▶ **Requirement**
Copy out every line from the one containing "the woman, and" through the end of the records, both ends included and the requests along with them. Shift each coordinate in the answer points by -68.

▶ **Record set**
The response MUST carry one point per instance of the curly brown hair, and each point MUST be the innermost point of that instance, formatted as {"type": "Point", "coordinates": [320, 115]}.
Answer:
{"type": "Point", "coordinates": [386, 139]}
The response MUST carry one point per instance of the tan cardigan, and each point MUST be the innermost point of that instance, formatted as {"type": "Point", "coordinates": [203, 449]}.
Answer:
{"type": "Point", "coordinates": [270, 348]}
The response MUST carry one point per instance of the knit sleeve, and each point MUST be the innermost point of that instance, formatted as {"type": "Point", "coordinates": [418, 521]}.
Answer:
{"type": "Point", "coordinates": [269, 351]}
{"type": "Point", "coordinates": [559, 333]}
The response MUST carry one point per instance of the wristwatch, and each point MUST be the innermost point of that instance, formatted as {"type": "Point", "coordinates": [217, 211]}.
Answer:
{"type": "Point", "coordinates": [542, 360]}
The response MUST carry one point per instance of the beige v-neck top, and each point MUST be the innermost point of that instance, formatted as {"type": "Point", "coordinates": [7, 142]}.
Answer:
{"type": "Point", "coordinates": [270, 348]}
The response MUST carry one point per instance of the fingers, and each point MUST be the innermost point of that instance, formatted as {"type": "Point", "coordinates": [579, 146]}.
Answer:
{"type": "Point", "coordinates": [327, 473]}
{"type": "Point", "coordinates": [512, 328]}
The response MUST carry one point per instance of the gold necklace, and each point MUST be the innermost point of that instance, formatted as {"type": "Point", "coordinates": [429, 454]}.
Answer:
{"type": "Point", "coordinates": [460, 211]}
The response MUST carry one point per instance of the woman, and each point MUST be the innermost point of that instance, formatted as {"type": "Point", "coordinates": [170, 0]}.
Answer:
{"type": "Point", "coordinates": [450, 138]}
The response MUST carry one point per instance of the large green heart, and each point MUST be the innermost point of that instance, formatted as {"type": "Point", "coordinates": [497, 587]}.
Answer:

▶ **Result of the exercise**
The response MUST carry one point per instance of the woman, and each point MUST be the innermost point of that instance, formatted as {"type": "Point", "coordinates": [170, 0]}.
Answer:
{"type": "Point", "coordinates": [382, 70]}
The response MUST carry one point per instance of the large green heart, and each point MUST be the innermost point of that instance, formatted as {"type": "Point", "coordinates": [497, 587]}.
Answer:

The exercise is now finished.